This metadata is easily utilized and elegantly carried through image processing pipelines.

I'm imagining an ecosystem of bioimage analysis tools that use spatial-image as an in memory interchange format and then internally to make smart choices about which axes to process and in what sorts of ways. Because xarray supports dask it could then be used to chain together these tools into a pipeline that could be lazily evaluated.

I think from a napari standpoint we wouldn't require spatial-images just to look at data (you could always just give an an array and we'll show it), but thinking about a bioimage analysis ecosystem it would very helpful to have this additional metadata.

I could also imagine the desire for similar metadata for other primitive objects like points, polygons, or meshes, but that could be a separate conversation.

Given all that I have some additional thoughts on this metadata schema.

As I said on the zoom the other day, I like the ability to have x, y, z, and t as these all make sense to me. I think little is lost by allowing people to have multiple channels named what ever they want them to be named instead of just one c. For example imagine a multispectral fluorescence imaging experiment where you use 3 different lasers and you measure signal on 4 different cameras each with a different filter in front of it, done in 3D and with time. I'd argue that he natural way to represent that data is [laser, camera, t, z, y, x] which is 6D with shape [3, 4, n_t, n_z, n_y, n_x] instead of 5D ['c', 't', 'z', 'y', 'x'] with shape [12, n_t, n_z, n_y, n_x] and the laser and camera dims interleaved. Now it if there was some very simple lazy functionality to reshape between these two representations then maybe it makes sense for an algorithm developer to be able to write an algorithm for the 5D (or even 4D ['t', 'z', 'y', 'x'] chunk) that then got broadcast across the other dimensions. Curious how you think about this?
Could be bake a single affine transforms into this schema too (with units / physical coordinates etc)? I think if we're making assumptions about images being collected on spatial grids then it is very natural to this about physical units and a single affine transform. I concede that more complex transforms like deformable ones etc are probably the purview of more focused tools, but a single affine would be nice. I'd also like to be able to capture things like data from lightsheets microscopes where the data is collected at a funny angle and so needs to be deskewed. This data doesn't quite fit into the x, y, z paradigm quite so nicely until after the affine transform is applied. Curious how you think about this one, or if you think that is too niche to support?

Hope this issue finds you well and you don't mind me popping in here with these thoughts. As I said above I think this is very exciting.

EXERCISE TASK 1:
In the spatial-image post, what axis order is proposed as the natural way to represent the multispectral fluorescence imaging data?
EXERCISE TASK 2:
Repeat the spatial-image post word for word between "This metadata is" and "this additional metadata.", inclusive.
The entries aren't needed here.

GIVEN INFORMATION:
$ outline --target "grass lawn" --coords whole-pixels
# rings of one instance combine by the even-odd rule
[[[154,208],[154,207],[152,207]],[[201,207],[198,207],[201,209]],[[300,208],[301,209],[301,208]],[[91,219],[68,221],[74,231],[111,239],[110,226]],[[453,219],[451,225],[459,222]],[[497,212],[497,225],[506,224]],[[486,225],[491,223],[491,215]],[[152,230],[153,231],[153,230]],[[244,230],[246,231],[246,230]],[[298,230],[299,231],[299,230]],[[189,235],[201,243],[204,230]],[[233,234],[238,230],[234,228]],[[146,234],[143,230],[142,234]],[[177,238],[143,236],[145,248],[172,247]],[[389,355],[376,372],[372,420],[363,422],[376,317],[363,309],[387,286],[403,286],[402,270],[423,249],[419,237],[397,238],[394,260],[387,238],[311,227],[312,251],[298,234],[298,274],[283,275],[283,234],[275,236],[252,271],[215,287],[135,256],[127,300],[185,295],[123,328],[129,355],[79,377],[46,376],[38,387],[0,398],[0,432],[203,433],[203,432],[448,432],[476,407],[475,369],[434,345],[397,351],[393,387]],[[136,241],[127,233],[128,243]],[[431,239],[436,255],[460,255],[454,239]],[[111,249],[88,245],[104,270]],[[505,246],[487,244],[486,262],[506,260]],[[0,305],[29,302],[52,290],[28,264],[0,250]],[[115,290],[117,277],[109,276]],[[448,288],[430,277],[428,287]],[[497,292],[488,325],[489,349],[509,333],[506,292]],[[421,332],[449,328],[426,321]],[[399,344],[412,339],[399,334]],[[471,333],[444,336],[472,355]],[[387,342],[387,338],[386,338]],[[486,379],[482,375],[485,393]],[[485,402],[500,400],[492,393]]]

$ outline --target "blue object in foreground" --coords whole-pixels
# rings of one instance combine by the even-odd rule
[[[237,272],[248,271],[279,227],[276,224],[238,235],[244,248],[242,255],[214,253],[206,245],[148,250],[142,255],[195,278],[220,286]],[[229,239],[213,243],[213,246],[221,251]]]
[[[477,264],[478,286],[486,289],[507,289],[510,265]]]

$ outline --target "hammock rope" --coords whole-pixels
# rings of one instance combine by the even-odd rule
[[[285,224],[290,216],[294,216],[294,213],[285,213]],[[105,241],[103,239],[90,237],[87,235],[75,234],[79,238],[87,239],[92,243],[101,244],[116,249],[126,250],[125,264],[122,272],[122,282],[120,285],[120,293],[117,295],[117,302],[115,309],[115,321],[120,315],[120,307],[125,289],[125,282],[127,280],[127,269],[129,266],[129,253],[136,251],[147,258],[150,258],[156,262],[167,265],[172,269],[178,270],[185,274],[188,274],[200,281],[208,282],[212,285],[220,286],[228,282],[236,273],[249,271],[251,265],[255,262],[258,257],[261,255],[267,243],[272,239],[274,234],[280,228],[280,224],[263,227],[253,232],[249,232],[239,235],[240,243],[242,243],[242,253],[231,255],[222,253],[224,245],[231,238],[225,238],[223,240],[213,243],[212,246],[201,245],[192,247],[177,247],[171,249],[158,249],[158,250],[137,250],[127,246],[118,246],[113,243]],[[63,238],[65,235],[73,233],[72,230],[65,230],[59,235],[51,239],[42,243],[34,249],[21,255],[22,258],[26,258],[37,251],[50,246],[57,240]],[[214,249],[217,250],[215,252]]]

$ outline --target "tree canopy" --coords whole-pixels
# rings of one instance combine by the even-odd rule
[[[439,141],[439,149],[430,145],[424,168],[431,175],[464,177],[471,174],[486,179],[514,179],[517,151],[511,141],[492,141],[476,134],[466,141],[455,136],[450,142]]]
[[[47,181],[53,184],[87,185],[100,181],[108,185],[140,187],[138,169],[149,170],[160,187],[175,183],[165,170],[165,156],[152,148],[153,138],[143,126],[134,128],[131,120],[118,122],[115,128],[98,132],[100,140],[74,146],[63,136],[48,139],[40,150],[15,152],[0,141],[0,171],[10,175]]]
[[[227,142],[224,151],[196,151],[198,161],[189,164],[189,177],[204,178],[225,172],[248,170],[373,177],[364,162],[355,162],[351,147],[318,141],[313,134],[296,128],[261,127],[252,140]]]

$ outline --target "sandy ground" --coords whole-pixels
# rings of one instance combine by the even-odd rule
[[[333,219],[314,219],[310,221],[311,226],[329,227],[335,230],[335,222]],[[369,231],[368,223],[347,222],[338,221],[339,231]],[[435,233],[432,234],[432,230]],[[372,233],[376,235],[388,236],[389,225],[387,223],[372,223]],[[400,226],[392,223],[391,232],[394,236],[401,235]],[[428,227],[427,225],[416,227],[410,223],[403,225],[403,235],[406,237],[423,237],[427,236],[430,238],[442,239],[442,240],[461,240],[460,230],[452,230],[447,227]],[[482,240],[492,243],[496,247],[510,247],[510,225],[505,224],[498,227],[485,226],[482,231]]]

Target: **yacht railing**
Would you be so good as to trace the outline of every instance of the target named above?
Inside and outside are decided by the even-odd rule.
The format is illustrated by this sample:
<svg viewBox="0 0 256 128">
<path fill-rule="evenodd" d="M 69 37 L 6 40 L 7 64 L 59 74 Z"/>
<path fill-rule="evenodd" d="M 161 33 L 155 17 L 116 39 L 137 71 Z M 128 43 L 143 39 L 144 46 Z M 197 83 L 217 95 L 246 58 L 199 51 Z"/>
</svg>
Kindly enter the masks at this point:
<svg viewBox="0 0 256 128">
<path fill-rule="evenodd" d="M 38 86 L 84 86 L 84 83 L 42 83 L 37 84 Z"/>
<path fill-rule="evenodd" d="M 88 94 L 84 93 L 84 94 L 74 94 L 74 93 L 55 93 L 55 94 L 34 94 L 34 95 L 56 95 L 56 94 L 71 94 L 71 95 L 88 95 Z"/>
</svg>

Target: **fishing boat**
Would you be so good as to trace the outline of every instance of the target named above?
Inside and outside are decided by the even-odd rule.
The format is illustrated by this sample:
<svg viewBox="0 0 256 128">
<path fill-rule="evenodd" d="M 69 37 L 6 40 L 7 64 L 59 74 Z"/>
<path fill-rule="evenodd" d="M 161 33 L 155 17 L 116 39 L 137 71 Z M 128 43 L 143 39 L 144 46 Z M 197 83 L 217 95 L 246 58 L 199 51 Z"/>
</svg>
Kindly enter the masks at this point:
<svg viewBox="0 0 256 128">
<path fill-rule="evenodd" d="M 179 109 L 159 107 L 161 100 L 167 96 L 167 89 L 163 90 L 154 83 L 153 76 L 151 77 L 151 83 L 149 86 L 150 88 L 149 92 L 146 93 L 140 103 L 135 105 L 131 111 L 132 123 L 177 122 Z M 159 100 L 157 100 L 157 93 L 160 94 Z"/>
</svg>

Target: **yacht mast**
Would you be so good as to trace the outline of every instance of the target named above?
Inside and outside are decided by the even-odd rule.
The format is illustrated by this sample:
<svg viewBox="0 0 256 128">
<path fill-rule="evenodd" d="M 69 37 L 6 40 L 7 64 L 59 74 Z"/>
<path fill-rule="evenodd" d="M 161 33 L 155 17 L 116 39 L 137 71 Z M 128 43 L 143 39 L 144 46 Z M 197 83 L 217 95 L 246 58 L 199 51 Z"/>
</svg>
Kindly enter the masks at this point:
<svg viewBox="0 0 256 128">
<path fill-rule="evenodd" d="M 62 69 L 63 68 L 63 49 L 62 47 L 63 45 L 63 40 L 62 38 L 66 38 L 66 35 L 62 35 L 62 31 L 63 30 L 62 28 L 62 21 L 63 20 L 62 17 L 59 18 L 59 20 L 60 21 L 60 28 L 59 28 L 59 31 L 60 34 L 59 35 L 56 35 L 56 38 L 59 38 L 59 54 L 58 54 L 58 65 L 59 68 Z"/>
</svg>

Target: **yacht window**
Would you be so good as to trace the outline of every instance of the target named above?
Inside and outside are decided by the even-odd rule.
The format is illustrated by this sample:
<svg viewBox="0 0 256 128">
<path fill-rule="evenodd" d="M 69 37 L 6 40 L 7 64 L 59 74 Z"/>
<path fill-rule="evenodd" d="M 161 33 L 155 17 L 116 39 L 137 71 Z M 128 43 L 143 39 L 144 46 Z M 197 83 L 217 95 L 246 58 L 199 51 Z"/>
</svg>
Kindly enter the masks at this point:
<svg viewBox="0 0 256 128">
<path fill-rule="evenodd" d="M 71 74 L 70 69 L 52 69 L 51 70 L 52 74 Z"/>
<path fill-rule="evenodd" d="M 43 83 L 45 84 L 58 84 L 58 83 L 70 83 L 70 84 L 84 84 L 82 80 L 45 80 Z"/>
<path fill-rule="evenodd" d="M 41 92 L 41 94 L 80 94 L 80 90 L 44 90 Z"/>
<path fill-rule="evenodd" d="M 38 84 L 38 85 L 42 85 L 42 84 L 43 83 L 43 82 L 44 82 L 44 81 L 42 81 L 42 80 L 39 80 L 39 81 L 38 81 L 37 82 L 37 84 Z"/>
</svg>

WORKED SOLUTION 1:
[laser, camera, t, z, y, x]

WORKED SOLUTION 2:
This metadata is easily utilized and elegantly carried through image processing pipelines.

I'm imagining an ecosystem of bioimage analysis tools that use spatial-image as an in memory interchange format and then internally to make smart choices about which axes to process and in what sorts of ways. Because xarray supports dask it could then be used to chain together these tools into a pipeline that could be lazily evaluated.

I think from a napari standpoint we wouldn't require spatial-images just to look at data (you could always just give an an array and we'll show it), but thinking about a bioimage analysis ecosystem it would very helpful to have this additional metadata.